Reproduce everything from the line containing "For every instance of the yellow star" down to the line containing "(1000, 272)" in the records below, substituting "gold star" for "yellow star" and leaving all else unchanged.

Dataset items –

┌──

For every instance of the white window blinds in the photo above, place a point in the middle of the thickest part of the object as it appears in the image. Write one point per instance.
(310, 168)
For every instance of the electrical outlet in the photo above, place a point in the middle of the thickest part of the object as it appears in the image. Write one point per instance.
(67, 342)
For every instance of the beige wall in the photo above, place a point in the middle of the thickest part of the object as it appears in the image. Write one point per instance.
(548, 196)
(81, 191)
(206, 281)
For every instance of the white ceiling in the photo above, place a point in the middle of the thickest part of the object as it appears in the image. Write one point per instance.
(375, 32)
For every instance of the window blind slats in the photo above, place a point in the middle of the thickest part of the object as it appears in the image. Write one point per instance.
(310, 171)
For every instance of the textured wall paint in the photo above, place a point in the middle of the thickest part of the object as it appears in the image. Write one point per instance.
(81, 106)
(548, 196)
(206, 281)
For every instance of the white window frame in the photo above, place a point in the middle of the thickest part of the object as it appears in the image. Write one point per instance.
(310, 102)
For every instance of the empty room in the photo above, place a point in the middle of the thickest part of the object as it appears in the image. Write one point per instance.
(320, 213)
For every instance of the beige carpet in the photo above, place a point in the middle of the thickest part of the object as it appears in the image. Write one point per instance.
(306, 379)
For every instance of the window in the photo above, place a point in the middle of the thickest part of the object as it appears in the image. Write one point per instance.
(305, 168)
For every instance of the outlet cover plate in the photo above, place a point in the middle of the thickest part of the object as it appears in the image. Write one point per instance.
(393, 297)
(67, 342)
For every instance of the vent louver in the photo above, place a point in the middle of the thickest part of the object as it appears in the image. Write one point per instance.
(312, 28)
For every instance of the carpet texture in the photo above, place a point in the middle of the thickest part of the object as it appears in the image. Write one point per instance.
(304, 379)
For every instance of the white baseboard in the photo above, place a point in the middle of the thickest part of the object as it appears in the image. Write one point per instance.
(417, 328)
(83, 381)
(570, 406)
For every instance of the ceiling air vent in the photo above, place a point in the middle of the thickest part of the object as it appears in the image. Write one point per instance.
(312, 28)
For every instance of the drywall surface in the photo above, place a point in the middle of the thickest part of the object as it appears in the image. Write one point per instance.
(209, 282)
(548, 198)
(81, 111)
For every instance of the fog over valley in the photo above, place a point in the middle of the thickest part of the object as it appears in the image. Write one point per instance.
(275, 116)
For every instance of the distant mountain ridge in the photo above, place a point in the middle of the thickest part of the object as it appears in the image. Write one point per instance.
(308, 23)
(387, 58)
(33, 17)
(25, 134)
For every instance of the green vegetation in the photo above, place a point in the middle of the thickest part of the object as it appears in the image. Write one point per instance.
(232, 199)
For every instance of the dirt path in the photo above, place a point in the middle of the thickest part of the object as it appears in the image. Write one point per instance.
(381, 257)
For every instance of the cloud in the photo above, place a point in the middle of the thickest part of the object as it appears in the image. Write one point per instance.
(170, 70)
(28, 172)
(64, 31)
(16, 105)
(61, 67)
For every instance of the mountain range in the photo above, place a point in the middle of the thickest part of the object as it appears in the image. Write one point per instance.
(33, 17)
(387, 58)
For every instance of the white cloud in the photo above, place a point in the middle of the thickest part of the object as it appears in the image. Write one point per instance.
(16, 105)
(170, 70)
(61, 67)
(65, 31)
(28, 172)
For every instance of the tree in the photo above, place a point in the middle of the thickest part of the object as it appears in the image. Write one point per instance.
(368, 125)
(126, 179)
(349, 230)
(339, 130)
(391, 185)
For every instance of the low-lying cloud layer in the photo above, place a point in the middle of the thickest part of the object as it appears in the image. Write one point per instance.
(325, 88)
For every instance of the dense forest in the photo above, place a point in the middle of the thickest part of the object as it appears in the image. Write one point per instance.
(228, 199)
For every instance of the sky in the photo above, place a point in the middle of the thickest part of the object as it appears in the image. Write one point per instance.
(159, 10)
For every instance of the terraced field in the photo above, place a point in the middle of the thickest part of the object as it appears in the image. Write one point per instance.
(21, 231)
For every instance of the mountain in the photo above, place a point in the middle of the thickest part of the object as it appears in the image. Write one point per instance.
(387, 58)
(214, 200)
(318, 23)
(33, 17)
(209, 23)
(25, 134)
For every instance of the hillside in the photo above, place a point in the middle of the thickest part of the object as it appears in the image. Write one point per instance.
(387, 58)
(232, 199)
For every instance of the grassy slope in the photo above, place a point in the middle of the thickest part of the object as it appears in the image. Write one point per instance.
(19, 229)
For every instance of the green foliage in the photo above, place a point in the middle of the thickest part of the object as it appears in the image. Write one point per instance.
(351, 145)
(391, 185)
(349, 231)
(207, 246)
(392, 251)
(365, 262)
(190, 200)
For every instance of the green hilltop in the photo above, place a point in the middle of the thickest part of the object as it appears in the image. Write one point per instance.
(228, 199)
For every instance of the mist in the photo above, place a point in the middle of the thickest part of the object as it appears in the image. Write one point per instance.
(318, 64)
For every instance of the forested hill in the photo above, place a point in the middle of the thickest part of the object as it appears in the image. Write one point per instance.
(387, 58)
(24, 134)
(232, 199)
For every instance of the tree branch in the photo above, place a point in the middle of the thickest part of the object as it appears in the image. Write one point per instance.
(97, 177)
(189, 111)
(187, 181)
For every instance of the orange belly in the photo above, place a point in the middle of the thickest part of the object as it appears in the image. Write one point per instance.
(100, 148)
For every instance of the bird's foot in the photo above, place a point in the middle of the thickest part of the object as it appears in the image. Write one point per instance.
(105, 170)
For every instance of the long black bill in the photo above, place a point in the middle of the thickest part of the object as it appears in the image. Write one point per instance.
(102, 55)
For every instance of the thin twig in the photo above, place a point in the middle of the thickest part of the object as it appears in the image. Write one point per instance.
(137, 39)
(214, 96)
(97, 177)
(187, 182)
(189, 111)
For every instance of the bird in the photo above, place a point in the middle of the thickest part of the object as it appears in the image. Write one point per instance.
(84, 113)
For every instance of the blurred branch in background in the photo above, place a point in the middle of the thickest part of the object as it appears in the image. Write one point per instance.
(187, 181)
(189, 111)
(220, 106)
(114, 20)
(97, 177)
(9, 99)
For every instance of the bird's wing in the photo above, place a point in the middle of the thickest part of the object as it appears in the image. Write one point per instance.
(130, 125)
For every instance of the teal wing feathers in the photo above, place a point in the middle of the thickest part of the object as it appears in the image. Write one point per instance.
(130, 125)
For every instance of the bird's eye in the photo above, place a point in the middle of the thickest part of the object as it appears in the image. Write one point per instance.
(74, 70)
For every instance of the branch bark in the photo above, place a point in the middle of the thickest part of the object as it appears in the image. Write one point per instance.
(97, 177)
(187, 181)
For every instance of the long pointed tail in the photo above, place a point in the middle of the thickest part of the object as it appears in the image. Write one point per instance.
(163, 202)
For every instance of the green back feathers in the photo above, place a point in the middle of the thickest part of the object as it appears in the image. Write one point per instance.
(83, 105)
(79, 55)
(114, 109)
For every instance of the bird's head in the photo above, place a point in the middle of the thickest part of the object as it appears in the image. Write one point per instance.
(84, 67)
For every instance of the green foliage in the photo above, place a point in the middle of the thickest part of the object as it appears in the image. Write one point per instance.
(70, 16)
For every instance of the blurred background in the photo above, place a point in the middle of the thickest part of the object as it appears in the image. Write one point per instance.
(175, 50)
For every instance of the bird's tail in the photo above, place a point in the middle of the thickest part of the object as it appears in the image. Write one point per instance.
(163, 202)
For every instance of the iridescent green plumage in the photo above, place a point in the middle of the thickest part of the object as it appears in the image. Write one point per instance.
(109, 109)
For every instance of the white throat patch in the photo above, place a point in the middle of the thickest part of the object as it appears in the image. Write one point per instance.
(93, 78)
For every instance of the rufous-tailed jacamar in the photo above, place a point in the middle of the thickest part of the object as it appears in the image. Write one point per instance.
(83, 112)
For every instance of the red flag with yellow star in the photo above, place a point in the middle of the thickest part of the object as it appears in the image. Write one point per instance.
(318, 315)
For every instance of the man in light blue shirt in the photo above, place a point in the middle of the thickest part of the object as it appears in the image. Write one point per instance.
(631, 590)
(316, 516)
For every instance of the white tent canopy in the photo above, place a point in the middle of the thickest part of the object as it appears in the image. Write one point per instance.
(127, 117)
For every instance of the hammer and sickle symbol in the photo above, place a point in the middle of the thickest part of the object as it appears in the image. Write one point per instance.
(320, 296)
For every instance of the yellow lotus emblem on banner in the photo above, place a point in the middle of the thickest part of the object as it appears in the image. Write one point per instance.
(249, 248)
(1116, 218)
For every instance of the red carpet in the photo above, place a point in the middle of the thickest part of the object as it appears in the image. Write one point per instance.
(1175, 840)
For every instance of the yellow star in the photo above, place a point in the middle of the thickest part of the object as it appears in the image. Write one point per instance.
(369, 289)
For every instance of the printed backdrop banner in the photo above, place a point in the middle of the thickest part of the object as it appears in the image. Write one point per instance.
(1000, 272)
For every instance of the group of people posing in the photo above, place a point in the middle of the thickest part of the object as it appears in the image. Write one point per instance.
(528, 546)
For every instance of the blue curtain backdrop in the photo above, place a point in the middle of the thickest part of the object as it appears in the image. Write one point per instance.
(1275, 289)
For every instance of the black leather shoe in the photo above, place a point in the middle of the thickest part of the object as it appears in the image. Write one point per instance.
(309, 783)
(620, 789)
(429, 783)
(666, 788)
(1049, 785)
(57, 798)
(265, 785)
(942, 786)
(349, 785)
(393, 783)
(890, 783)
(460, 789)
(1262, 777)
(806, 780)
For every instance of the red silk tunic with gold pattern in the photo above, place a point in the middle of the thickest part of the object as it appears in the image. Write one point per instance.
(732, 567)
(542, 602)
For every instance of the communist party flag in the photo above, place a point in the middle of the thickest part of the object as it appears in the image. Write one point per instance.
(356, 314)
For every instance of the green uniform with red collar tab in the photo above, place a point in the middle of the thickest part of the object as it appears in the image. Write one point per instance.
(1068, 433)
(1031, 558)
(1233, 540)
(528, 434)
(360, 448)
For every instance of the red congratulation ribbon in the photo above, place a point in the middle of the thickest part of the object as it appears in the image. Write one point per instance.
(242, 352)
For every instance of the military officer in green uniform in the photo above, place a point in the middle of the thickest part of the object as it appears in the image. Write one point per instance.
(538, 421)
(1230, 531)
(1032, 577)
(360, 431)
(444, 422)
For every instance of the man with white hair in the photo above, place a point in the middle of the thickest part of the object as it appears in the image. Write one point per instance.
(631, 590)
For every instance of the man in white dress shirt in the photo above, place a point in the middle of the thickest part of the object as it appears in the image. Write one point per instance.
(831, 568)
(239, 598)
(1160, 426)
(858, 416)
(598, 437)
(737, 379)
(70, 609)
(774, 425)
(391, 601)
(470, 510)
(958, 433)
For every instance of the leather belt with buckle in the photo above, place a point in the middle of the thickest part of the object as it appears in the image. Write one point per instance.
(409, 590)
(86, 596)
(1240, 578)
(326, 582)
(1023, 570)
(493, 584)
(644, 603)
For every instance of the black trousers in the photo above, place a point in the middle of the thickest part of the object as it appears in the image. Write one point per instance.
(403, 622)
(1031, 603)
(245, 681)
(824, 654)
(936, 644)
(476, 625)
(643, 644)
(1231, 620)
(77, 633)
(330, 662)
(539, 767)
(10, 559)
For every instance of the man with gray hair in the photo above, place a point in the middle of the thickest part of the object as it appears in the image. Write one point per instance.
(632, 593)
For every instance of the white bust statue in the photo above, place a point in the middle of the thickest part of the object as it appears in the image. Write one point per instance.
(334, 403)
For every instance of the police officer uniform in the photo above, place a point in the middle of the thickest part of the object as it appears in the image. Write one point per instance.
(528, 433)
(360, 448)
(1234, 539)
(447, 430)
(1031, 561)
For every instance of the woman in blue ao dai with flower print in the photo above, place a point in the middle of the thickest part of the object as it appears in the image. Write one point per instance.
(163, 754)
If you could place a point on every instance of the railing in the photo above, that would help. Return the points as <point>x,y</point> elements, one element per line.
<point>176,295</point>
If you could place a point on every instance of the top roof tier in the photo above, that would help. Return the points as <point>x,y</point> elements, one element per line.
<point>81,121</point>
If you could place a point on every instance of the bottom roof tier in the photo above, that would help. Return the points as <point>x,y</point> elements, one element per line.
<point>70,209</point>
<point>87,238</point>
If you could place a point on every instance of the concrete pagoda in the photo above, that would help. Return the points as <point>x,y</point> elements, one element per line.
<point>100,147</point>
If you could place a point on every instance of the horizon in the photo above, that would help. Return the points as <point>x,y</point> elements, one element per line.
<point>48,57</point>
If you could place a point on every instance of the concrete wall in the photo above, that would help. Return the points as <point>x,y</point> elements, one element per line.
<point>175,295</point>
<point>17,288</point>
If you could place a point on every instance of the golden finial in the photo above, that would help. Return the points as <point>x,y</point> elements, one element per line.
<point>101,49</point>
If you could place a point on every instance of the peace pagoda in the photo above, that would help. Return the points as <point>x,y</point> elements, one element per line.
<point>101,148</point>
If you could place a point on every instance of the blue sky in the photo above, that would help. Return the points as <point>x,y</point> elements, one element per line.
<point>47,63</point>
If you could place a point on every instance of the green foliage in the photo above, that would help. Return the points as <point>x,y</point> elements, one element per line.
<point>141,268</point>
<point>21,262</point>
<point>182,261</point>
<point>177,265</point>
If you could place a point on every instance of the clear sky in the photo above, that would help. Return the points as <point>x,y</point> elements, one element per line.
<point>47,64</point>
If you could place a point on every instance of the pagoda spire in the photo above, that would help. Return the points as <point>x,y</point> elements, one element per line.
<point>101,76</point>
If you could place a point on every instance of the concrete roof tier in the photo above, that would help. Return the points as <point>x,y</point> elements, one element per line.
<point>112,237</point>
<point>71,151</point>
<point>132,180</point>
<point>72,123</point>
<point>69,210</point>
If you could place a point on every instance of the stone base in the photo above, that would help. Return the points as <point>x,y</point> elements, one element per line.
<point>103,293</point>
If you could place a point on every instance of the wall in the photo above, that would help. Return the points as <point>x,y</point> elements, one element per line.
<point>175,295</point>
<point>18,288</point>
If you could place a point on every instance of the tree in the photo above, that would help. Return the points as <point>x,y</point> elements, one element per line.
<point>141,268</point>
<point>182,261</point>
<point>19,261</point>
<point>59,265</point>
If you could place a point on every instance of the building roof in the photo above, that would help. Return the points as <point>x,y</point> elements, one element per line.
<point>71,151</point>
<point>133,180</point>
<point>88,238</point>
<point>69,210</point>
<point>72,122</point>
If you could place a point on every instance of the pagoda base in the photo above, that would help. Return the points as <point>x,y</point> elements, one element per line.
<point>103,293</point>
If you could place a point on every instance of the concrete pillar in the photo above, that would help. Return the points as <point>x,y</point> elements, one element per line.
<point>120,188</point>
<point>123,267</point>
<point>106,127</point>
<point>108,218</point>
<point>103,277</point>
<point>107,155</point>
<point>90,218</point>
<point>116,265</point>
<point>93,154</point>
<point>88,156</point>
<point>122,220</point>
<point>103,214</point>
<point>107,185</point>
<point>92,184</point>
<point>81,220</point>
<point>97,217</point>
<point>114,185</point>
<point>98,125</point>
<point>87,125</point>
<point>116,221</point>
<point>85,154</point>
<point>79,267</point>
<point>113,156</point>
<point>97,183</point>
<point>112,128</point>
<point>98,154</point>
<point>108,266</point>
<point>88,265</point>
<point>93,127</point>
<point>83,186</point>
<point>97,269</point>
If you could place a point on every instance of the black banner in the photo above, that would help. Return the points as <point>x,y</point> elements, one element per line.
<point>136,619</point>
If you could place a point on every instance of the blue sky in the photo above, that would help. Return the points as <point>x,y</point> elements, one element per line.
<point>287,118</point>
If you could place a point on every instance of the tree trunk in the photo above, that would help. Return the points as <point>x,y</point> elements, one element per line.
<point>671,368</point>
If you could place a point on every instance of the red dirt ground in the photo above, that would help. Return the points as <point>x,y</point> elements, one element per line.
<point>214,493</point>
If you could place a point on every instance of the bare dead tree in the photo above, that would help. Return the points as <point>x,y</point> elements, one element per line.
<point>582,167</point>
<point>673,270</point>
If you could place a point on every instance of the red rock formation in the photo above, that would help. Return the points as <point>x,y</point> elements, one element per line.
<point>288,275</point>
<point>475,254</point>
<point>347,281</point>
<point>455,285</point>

└──

Answer to the problem –
For every instance of the gold star in the photo above, place a point in the middle of the thickest part of the object as it appears in the image. Write one point per instance.
(369, 289)
For every instance of the printed backdrop banner in the photo above, place a point in the middle of the thickest part of the object as it appears in the image. Write one point per instance.
(1000, 272)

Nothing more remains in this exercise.